== Records shown ==

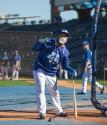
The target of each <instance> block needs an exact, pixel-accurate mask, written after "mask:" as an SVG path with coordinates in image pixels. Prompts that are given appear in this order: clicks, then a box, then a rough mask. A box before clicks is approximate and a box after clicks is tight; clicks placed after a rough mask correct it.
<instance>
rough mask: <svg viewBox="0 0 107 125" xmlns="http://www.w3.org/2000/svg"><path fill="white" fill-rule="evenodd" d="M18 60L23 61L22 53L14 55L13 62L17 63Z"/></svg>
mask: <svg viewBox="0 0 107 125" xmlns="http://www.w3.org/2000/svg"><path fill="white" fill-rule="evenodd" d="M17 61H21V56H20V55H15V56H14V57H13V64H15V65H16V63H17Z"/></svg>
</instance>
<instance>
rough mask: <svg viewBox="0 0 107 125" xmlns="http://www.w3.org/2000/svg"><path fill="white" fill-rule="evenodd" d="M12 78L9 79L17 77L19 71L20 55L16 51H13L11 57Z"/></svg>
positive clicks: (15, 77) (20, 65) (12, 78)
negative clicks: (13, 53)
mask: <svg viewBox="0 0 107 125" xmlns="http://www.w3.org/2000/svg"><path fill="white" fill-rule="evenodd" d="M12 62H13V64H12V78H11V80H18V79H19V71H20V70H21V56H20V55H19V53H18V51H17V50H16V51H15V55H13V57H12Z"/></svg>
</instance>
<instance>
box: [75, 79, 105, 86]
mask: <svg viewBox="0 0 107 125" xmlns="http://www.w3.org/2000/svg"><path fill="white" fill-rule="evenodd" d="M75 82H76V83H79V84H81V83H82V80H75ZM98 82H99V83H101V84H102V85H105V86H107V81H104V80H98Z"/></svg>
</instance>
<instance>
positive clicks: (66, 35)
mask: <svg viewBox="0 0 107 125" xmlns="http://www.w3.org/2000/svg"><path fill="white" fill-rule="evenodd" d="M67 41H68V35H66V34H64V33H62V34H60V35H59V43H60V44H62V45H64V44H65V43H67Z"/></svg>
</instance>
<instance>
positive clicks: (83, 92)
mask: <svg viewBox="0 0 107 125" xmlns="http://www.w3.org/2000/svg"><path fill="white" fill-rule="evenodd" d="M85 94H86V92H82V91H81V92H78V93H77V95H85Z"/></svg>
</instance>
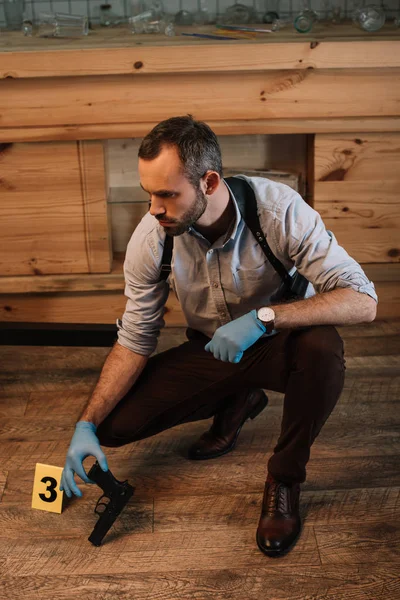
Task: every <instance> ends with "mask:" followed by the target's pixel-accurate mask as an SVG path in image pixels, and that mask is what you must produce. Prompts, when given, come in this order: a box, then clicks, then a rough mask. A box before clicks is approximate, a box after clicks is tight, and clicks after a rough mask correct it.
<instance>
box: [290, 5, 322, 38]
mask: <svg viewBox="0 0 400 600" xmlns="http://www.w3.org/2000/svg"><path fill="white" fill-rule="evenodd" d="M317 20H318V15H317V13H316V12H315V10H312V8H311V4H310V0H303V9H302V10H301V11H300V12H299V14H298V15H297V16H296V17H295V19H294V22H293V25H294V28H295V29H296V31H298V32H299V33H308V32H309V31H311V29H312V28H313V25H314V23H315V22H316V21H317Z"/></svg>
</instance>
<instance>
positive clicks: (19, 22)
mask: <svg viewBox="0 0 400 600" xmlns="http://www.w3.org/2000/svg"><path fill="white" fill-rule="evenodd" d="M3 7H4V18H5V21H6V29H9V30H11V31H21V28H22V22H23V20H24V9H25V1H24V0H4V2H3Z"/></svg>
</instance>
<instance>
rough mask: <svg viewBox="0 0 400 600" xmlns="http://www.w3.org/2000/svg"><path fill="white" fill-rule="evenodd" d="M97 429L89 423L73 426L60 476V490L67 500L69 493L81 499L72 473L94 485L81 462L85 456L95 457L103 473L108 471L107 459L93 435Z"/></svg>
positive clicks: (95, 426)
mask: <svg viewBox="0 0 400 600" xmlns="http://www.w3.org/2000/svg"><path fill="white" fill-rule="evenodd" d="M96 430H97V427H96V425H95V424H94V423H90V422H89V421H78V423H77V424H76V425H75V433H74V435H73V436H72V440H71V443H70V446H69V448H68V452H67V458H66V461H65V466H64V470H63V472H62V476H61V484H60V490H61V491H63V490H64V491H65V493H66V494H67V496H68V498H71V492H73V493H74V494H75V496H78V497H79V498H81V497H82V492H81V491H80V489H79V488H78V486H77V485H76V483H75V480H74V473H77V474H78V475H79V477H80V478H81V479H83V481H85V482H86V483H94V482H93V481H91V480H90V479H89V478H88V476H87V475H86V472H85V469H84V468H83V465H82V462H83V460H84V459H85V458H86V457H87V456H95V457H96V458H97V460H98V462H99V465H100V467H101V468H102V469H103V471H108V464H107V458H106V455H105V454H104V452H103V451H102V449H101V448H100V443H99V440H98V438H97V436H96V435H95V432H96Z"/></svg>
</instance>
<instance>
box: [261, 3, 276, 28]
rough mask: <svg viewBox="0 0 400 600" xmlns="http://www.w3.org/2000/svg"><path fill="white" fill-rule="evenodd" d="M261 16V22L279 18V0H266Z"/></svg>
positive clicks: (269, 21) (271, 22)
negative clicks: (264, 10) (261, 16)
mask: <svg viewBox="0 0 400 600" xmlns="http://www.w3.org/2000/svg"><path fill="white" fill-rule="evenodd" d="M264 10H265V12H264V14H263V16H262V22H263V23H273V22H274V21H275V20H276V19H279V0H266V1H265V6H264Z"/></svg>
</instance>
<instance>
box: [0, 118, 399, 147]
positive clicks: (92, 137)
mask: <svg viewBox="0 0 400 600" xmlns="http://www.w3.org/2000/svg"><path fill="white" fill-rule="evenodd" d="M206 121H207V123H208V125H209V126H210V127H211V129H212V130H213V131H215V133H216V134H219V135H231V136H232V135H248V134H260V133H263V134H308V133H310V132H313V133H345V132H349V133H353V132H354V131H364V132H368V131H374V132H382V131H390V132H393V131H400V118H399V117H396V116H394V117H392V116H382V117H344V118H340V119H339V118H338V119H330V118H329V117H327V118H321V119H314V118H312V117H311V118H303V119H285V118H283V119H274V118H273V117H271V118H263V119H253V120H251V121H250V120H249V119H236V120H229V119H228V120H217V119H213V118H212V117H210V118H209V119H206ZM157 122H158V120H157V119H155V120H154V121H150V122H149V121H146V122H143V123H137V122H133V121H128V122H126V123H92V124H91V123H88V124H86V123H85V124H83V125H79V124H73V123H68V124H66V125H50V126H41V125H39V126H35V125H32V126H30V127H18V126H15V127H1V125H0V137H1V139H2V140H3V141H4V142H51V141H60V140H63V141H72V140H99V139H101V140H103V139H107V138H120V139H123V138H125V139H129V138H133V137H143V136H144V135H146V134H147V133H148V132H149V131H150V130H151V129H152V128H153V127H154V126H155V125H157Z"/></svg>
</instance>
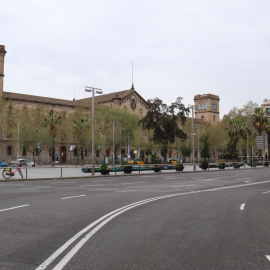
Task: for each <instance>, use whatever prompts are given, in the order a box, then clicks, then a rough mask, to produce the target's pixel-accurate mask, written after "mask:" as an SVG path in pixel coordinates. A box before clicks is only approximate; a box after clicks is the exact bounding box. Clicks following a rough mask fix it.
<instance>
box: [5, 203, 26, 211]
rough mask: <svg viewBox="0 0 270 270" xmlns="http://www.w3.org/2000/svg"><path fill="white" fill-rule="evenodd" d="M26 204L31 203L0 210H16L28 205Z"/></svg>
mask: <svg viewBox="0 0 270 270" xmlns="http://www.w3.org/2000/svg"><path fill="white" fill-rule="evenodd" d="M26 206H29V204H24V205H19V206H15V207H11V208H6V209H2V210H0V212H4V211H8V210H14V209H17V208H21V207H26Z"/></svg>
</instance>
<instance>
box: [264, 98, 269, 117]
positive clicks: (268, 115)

===

Task brief. Please print the records above once more, word for word, omitting all pictures.

Answer to this exercise.
The target of each <instance> block needs an exact, pixel-accurate mask, written after "mask:" as an SVG path with coordinates in image pixels. Prompts that are given appear in this order: clicks, then a box, then a rough mask. A box before clicks is approximate and a box after clicks is tight; clicks placed after a rough mask correct it.
<instance>
rough mask: <svg viewBox="0 0 107 125" xmlns="http://www.w3.org/2000/svg"><path fill="white" fill-rule="evenodd" d="M18 60L23 61L22 53L14 55L13 62L17 63Z"/></svg>
mask: <svg viewBox="0 0 107 125" xmlns="http://www.w3.org/2000/svg"><path fill="white" fill-rule="evenodd" d="M17 61H21V56H20V55H15V56H14V57H13V64H15V65H16V63H17Z"/></svg>
</instance>
<instance>
rough mask: <svg viewBox="0 0 107 125" xmlns="http://www.w3.org/2000/svg"><path fill="white" fill-rule="evenodd" d="M12 78L9 79L17 77L19 71L20 55L16 51H13L11 57Z"/></svg>
positive clicks: (15, 77) (20, 65) (12, 78)
negative clicks: (13, 53)
mask: <svg viewBox="0 0 107 125" xmlns="http://www.w3.org/2000/svg"><path fill="white" fill-rule="evenodd" d="M12 62H13V64H12V78H11V80H18V79H19V71H20V70H21V56H20V55H19V53H18V51H17V50H16V51H15V55H13V57H12Z"/></svg>
</instance>
<instance>
box: [75, 79, 105, 86]
mask: <svg viewBox="0 0 107 125" xmlns="http://www.w3.org/2000/svg"><path fill="white" fill-rule="evenodd" d="M75 82H76V83H79V84H81V83H82V80H75ZM98 82H99V83H101V84H102V85H105V86H107V81H104V80H98Z"/></svg>
</instance>
<instance>
positive clicks: (66, 35)
mask: <svg viewBox="0 0 107 125" xmlns="http://www.w3.org/2000/svg"><path fill="white" fill-rule="evenodd" d="M67 41H68V35H66V34H64V33H62V34H60V35H59V43H60V44H62V45H64V44H65V43H67Z"/></svg>
</instance>
<instance>
positive clicks: (83, 92)
mask: <svg viewBox="0 0 107 125" xmlns="http://www.w3.org/2000/svg"><path fill="white" fill-rule="evenodd" d="M85 94H86V92H82V91H81V92H78V93H77V95H85Z"/></svg>
</instance>
Task: every <instance> ends with "mask:" followed by the target's pixel-accurate mask as an SVG path in image pixels, and that mask is what you must produce. Prompts, when given, come in this order: a box, then clicks, then a rough mask. A box before clicks is approximate, a box after clicks is tight, and clicks after a rough mask correct it.
<instance>
box: [290, 5, 322, 38]
mask: <svg viewBox="0 0 400 600" xmlns="http://www.w3.org/2000/svg"><path fill="white" fill-rule="evenodd" d="M317 20H318V15H317V13H316V12H315V10H312V8H311V4H310V0H303V9H302V10H301V11H300V12H299V14H298V15H297V16H296V17H295V19H294V22H293V25H294V28H295V29H296V31H298V32H299V33H308V32H309V31H311V29H312V28H313V25H314V23H315V22H316V21H317Z"/></svg>
</instance>
<instance>
positive clicks: (19, 22)
mask: <svg viewBox="0 0 400 600" xmlns="http://www.w3.org/2000/svg"><path fill="white" fill-rule="evenodd" d="M3 7H4V18H5V21H6V29H9V30H11V31H21V28H22V22H23V20H24V9H25V1H24V0H4V2H3Z"/></svg>
</instance>
<instance>
rough mask: <svg viewBox="0 0 400 600" xmlns="http://www.w3.org/2000/svg"><path fill="white" fill-rule="evenodd" d="M97 429L89 423L73 426L60 476V490L67 500L69 493L81 499L72 473L94 485L81 462L85 456L95 457L103 473L108 471L107 459L93 435Z"/></svg>
positive clicks: (95, 426)
mask: <svg viewBox="0 0 400 600" xmlns="http://www.w3.org/2000/svg"><path fill="white" fill-rule="evenodd" d="M96 430H97V427H96V425H95V424H94V423H90V422H89V421H78V423H77V424H76V425H75V433H74V435H73V436H72V440H71V443H70V446H69V448H68V452H67V458H66V461H65V466H64V470H63V472H62V476H61V484H60V490H61V491H63V490H64V491H65V493H66V494H67V496H68V498H71V492H73V493H74V494H75V496H78V497H79V498H81V497H82V492H81V491H80V489H79V488H78V486H77V485H76V483H75V480H74V473H77V474H78V475H79V477H80V478H81V479H83V481H85V482H86V483H94V482H93V481H91V480H90V479H89V478H88V476H87V475H86V472H85V469H84V468H83V465H82V462H83V460H84V459H85V458H86V457H87V456H95V457H96V458H97V460H98V462H99V465H100V467H101V468H102V469H103V471H108V464H107V458H106V455H105V454H104V452H103V451H102V449H101V448H100V443H99V440H98V438H97V436H96V435H95V432H96Z"/></svg>
</instance>
<instance>
box: [261, 3, 276, 28]
rough mask: <svg viewBox="0 0 400 600" xmlns="http://www.w3.org/2000/svg"><path fill="white" fill-rule="evenodd" d="M261 16V22L279 18V0H266Z"/></svg>
positive clicks: (269, 21) (271, 22)
negative clicks: (264, 10) (261, 16)
mask: <svg viewBox="0 0 400 600" xmlns="http://www.w3.org/2000/svg"><path fill="white" fill-rule="evenodd" d="M264 10H265V12H264V14H263V16H262V22H263V23H273V22H274V21H275V20H276V19H279V0H266V1H265V6H264Z"/></svg>
</instance>
<instance>
box: [0, 118, 399, 147]
positive clicks: (92, 137)
mask: <svg viewBox="0 0 400 600" xmlns="http://www.w3.org/2000/svg"><path fill="white" fill-rule="evenodd" d="M206 121H207V123H208V125H209V126H210V127H211V129H212V130H213V131H215V133H216V134H219V135H231V136H232V135H248V134H260V133H263V134H308V133H310V132H313V133H345V132H349V133H353V132H354V131H364V132H368V131H374V132H382V131H390V132H393V131H400V118H399V117H396V116H394V117H392V116H382V117H344V118H340V119H339V118H338V119H330V118H329V117H327V118H321V119H314V118H312V117H311V118H303V119H285V118H283V119H274V118H273V117H271V118H263V119H253V120H251V121H250V120H249V119H236V120H229V119H228V120H217V119H213V118H212V117H210V118H209V119H206ZM157 122H158V120H157V119H155V120H154V121H150V122H149V121H146V122H143V123H137V122H133V121H128V122H126V123H92V124H91V123H88V124H86V123H85V124H83V125H79V124H73V123H68V124H66V125H50V126H41V125H39V126H35V125H32V126H30V127H18V126H15V127H1V125H0V137H1V139H2V140H3V141H4V142H51V141H60V140H63V141H72V140H99V139H101V140H103V139H107V138H120V139H123V138H125V139H129V138H133V137H143V136H144V135H146V134H147V133H148V132H149V131H150V130H151V129H152V128H153V127H154V126H155V125H157Z"/></svg>
</instance>
Task: for each <instance>, use whatever prompts are given, in the order a box, then clicks, then a rough mask, to produce the target's pixel-accurate mask, written after "mask:" as an SVG path in pixel coordinates. A box before clicks is only approximate; a box after clicks is the exact bounding box. Clicks following a rough mask fix it.
<instance>
box: [5, 203, 26, 211]
rough mask: <svg viewBox="0 0 270 270" xmlns="http://www.w3.org/2000/svg"><path fill="white" fill-rule="evenodd" d="M26 204L31 203L0 210H16L28 205Z"/></svg>
mask: <svg viewBox="0 0 270 270" xmlns="http://www.w3.org/2000/svg"><path fill="white" fill-rule="evenodd" d="M26 206H29V204H24V205H19V206H15V207H11V208H6V209H2V210H0V212H4V211H8V210H14V209H17V208H21V207H26Z"/></svg>
</instance>
<instance>
box: [264, 98, 269, 117]
positive clicks: (268, 115)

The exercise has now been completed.